[Material provided — start]

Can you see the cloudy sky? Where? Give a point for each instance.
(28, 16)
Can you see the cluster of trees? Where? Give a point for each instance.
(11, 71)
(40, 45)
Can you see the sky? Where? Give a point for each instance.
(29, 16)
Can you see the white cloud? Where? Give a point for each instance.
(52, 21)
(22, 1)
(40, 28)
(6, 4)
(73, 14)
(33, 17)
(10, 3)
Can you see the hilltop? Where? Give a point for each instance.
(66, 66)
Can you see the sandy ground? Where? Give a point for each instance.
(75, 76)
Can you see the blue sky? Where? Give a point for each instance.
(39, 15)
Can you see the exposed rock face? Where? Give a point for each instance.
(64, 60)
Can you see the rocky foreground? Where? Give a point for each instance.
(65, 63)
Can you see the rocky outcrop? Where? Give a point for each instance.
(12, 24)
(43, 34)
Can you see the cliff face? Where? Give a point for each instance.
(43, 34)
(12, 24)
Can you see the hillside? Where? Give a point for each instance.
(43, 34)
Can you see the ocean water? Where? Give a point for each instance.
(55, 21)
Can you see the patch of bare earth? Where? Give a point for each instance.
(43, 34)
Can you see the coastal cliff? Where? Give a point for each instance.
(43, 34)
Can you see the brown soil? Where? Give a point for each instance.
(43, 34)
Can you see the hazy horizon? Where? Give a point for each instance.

[Material provided — finish]

Please retype exactly, and only, the lines starting at the one that contains "Can you see the cluster" and ending with the last line of the material.

Can you see the cluster of trees? Where? Give a point for each instance.
(11, 71)
(40, 45)
Can you see the sky? Where? Give a point for each instance.
(29, 16)
Can you see the white cloud? Where? Give a point for each instance.
(52, 21)
(22, 1)
(40, 28)
(6, 4)
(73, 14)
(33, 17)
(10, 3)
Can you see the hilltop? Where? Give a point for each instance.
(66, 66)
Can you see the sandy ground? Where? Give a point for each instance.
(75, 76)
Can you see the blue sky? Where? Give a point for each instance.
(39, 15)
Can you see the exposed rock face? Where? Give a point for each instance.
(64, 60)
Can you see the rocky foreground? Where? Give a point for each instance.
(65, 63)
Can you see the rocky outcrop? Where? Give a point for each instance.
(12, 24)
(43, 34)
Can you see the cliff face? Where? Give a point for each instance.
(43, 34)
(12, 24)
Can you see the hillside? Where? Give a point for each instance.
(43, 34)
Can you see the ocean water? Where? Give a point for each instance.
(55, 21)
Can you see the patch of bare earth? Where? Give a point for each instance.
(43, 34)
Can you see the coastal cliff? Where? Give a point for each instance.
(43, 34)
Can you see the brown soil? Where? Give a point for each instance.
(43, 34)
Can you see the hazy horizon? Where? Give a point for each instance.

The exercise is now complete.